In one single blow our foreign commerce must be reduced to less than one-half what it now is. Our coastwise trade would pass into other hands. One-half of our shipping would lie idle at our wharves. We should lose our trade with the South, with all its IMMENSE PROFITS. Our manufactories would be in utter ruins. Let the South adopt the free-trade system, or that of a tariff for revenue, and these results would likely follow. If protection be wholly withdrawn from our labor, it could not compete, with all the prejudices against it, with the labor of Europe. We should be driven from the market, and millions of our people would be compelled to go out of employment.iii (Emphasis added.)

 

Northerners quickly discovered that their enormous wealth and power, as well as most of their employment, were dependent on the South, on manufacturing for their captive Southern market and shipping Southern cotton. Cotton alone was 60% of US exports in 1860. Southerners were growing 66% of the world's cotton, but Northerners shipped that cotton and "handled virtually everything else" making huge profits in the process.iv

 

Without the North, the South was in great shape with 100% control of King Cotton.

---

• [What is being asked]: Print the passage above on Northern trade with the South word for word, starting at "In one single" and ending at "employment.iii (Emphasis added.)".

---

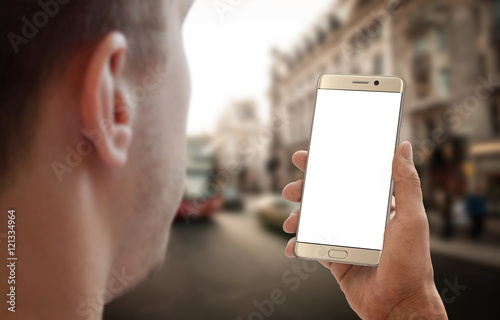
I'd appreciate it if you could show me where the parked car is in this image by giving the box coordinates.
[255,194,300,229]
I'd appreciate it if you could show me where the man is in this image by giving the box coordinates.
[0,0,446,320]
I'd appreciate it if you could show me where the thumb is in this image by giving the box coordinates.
[392,141,426,220]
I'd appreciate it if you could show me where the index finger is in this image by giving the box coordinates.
[292,150,307,172]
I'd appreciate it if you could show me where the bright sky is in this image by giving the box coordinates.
[184,0,334,134]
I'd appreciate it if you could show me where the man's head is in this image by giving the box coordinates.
[0,0,191,296]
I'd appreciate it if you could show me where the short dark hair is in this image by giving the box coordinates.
[0,0,166,177]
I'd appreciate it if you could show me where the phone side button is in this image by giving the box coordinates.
[328,250,347,259]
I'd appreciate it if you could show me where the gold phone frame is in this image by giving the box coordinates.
[294,74,405,266]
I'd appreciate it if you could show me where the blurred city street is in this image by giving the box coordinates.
[104,196,500,320]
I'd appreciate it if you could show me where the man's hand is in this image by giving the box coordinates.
[283,142,447,320]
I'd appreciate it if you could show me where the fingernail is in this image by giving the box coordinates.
[402,141,413,161]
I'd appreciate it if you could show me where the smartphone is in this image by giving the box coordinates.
[295,74,405,266]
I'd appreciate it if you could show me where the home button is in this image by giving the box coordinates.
[328,250,347,259]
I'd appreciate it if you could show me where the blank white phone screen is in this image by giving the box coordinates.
[297,89,402,250]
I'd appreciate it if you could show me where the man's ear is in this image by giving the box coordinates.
[81,32,132,167]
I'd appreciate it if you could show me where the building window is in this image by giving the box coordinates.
[436,27,446,50]
[373,54,384,75]
[477,53,486,76]
[438,69,450,97]
[490,102,500,136]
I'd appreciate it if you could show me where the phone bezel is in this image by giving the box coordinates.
[294,74,406,266]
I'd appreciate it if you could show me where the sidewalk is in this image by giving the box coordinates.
[428,213,500,268]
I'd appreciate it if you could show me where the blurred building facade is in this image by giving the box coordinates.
[269,0,500,213]
[214,100,267,192]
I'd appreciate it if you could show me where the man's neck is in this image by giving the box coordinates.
[0,172,112,320]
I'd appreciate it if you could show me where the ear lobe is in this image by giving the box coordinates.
[81,32,132,167]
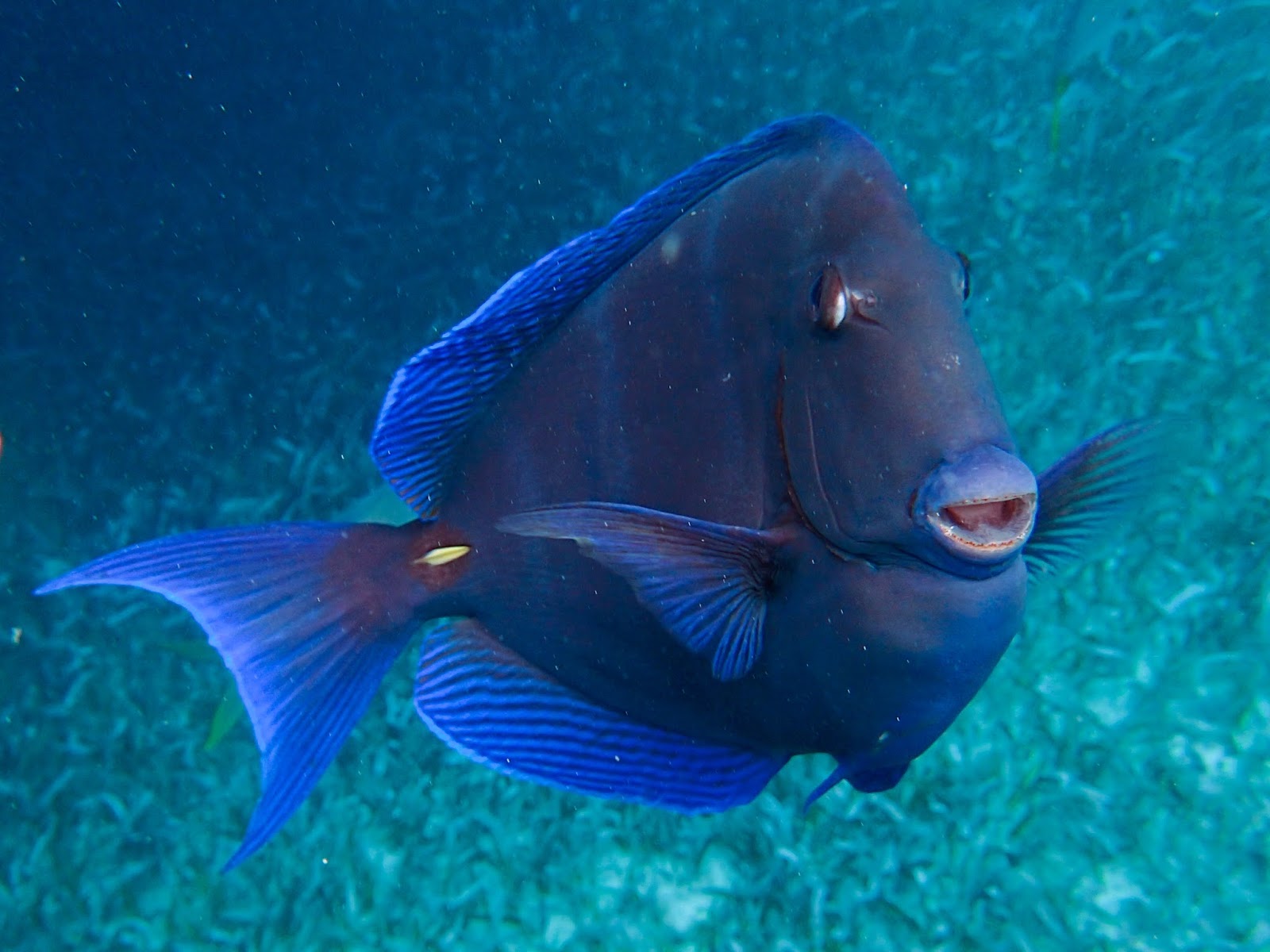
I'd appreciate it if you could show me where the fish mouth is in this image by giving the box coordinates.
[913,446,1037,563]
[926,493,1037,559]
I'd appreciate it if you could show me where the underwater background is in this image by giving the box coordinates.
[0,0,1270,950]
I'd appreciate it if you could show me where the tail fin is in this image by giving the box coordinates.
[37,522,432,869]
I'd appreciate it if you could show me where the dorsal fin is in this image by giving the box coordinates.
[371,116,860,518]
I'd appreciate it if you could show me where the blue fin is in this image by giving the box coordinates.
[498,503,776,681]
[371,116,860,516]
[414,618,785,814]
[37,523,423,869]
[802,763,908,814]
[1024,417,1166,576]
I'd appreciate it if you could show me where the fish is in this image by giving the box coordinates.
[37,114,1157,868]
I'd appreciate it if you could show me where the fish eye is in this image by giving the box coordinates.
[956,251,970,301]
[811,264,847,330]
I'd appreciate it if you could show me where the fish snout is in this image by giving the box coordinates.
[913,446,1037,563]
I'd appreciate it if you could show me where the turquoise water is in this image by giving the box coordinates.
[0,2,1270,950]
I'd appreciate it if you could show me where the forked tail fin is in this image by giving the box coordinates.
[37,523,448,869]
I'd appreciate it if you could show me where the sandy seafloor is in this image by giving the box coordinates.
[0,0,1270,950]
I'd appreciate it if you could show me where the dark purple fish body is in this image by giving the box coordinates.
[42,117,1152,865]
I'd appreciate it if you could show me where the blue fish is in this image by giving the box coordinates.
[40,116,1154,867]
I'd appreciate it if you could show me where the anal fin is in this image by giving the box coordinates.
[414,618,785,814]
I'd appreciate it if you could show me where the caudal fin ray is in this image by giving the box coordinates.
[38,523,427,868]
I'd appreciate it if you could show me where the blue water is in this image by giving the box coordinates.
[0,0,1270,950]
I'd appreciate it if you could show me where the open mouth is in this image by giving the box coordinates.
[927,493,1037,557]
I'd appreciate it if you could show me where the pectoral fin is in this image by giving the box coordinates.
[1024,419,1166,576]
[499,503,776,681]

---

• [Task output]:
In one single blow our foreign commerce must be reduced to less than one-half what it now is. Our coastwise trade would pass into other hands. One-half of our shipping would lie idle at our wharves. We should lose our trade with the South, with all its IMMENSE PROFITS. Our manufactories would be in utter ruins. Let the South adopt the free-trade system, or that of a tariff for revenue, and these results would likely follow. If protection be wholly withdrawn from our labor, it could not compete, with all the prejudices against it, with the labor of Europe. We should be driven from the market, and millions of our people would be compelled to go out of employment.iii (Emphasis added.)